TEXT FOR ANALYSIS:
Sunday, September 18, 2016

Free Trade Agreements -What do They Mean for the Dairy Industry?

The news is filled with comments and debates about free trade agreements.  President Barack Obama is pushing congress to approve the Trans-Pacific Partnership (TPP) before his term in office expires.  Hillary Clinton and Donald Trump are both opposed to the agreement.  Donald Trump told the President of Mexico, Enrique Pena Nieto, that he wants to renegotiate the North American Free Trade Agreement (NAFTA).  There are large public protests in Germany against the Transatlantic Trade and Investment Partnership (TTIP).  Five countries, including the U.S. issued a joint letter to Canada objecting to its increased restrictions on dairy trade.

What impact do trade agreement have on the U.S. dairy industry?  In 2014 U.S. dairy producers saw some of the highest dairy prices on record as dairy exports surged and global dairy prices skyrocketed.  In 2015 and continuing into 2016, U.S. dairy prices have seen a reversal of exports and prices have fallen to lows.  What is the impact of existing and new "free" trade agreements on exports and imports of U.S. dairy products?  How does this impact U.S. dairy pricing?

All Free Trade Agreements attempt to level the playing field to allow global competition.  Increased competition typically lowers prices for consumers.  Some countries have advantages with lower labor rates, fewer environmental restrictions, few labor contracts, lower tax rates, and other factors.  If all countries included in the pending new agreements were allowed to trade without duties, tariffs or quota restrictions, would the U.S. dairy industry benefit with increased demand or would prices collapse with the increased competition?

In reviewing other industries, trade agreements do tend to lower consumer prices with the increase in global competition, but some production typically leaves the U.S. and goes to other countries.  Easily sighted examples are the automobile industry and the manufacturing of smart phones and other consumer products.  In these cases, consumers have gotten the advantage of lower cost products, but much of the manufacturing has left the U.S.

Dairy once had shipping restrictions that forced a limited geographical range for production, processing, and sale of dairy products.  The most important dairy product was fluid milk with 88% water and a shelf life that was limited to a few weeks. Today's market has shifted to dairy products with less water and a longer shelf life.  Transportation of products has improved and costs have been reduced.  Dependable refrigeration, where needed, is available throughout the distribution chain.  With more global product standards set through the Codex Alimentarius, and set in trade agreements by the World Trade Organization (WTO), dairy ingredients and products are becoming standardized and commoditized.  Both the Codex Alimentarius organization and the WTO are headquartered in Geneva, Switzerland.  The U.S. is a member of both.

EXERCISE DESCRIPTION: Retype the passage of the dairy trade article that opens with the words containing "What impact do" and closes with "U.S. dairy pricing?". The entries that come next have nothing to do with the dairy trade article.

GIVEN DATA:
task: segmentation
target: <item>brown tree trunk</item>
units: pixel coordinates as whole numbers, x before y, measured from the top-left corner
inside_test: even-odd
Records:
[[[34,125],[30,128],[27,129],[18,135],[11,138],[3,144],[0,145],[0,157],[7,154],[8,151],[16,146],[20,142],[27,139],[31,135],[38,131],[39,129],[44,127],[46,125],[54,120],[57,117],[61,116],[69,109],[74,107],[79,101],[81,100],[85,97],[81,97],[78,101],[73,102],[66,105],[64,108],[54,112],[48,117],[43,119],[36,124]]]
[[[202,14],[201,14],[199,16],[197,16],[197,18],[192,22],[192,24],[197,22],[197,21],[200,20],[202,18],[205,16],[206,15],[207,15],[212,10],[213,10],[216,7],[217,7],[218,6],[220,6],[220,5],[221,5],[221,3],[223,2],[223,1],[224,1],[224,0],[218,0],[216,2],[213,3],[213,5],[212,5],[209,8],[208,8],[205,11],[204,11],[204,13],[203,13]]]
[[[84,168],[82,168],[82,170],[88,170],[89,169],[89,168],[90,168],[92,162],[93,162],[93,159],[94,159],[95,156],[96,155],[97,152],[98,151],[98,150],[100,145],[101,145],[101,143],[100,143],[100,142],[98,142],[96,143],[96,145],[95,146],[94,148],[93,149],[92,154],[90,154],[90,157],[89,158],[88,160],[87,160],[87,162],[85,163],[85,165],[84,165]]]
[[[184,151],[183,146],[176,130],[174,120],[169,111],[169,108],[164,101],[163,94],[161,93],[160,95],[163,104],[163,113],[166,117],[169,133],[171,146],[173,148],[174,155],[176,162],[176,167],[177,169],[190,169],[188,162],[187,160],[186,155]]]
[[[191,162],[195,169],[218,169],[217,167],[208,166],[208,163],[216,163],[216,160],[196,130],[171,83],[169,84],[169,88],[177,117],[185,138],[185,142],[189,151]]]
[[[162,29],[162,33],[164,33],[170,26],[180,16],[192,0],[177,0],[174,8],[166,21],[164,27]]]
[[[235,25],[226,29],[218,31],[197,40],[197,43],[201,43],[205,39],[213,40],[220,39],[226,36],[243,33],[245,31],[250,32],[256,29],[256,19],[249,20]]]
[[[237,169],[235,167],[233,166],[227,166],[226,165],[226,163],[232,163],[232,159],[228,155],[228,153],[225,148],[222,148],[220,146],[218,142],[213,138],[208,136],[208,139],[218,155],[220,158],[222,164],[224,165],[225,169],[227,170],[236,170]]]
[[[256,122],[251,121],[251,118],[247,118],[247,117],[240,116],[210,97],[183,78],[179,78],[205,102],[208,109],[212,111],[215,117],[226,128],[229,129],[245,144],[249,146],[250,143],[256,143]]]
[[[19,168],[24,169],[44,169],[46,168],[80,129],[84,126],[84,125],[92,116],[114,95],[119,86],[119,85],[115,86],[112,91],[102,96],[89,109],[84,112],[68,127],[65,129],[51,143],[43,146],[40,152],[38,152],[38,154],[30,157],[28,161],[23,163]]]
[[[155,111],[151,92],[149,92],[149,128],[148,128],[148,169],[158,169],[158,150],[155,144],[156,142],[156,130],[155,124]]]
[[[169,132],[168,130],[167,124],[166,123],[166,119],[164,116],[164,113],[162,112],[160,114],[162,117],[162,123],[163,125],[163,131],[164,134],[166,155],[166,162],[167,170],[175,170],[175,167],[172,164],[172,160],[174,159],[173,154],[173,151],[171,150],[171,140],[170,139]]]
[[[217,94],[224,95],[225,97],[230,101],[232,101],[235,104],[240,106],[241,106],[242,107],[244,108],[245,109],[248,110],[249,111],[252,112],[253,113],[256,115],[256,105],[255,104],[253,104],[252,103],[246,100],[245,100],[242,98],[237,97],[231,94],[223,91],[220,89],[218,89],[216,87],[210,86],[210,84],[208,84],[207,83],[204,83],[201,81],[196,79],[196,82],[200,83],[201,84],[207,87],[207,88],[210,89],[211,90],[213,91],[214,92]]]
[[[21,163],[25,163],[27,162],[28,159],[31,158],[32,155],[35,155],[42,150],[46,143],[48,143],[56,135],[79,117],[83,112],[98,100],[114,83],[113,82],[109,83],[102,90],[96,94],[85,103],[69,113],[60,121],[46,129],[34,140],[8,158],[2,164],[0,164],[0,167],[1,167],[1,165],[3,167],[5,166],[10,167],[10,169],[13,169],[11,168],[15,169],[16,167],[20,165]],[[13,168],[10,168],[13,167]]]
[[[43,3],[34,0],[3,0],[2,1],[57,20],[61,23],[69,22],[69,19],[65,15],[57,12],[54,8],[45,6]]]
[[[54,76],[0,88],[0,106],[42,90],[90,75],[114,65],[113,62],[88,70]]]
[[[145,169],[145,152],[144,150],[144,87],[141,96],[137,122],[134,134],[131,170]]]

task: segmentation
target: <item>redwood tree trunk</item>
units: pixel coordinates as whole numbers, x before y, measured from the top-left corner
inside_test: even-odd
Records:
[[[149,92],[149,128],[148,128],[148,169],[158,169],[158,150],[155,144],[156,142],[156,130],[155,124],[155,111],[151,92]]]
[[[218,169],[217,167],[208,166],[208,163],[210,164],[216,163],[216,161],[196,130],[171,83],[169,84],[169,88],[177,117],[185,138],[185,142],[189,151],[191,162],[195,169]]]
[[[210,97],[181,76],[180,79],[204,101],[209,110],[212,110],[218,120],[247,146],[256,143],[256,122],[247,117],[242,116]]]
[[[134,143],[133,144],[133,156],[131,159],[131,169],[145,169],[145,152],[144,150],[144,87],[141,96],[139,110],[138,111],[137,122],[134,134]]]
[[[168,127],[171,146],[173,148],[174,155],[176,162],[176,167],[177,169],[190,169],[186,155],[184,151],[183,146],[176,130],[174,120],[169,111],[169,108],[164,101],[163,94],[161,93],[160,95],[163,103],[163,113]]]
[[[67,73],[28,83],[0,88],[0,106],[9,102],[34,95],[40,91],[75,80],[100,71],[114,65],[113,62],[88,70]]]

SOLUTION TO THE PROBLEM:
What impact do trade agreement have on the U.S. dairy industry?  In 2014 U.S. dairy producers saw some of the highest dairy prices on record as dairy exports surged and global dairy prices skyrocketed.  In 2015 and continuing into 2016, U.S. dairy prices have seen a reversal of exports and prices have fallen to lows.  What is the impact of existing and new "free" trade agreements on exports and imports of U.S. dairy products?  How does this impact U.S. dairy pricing?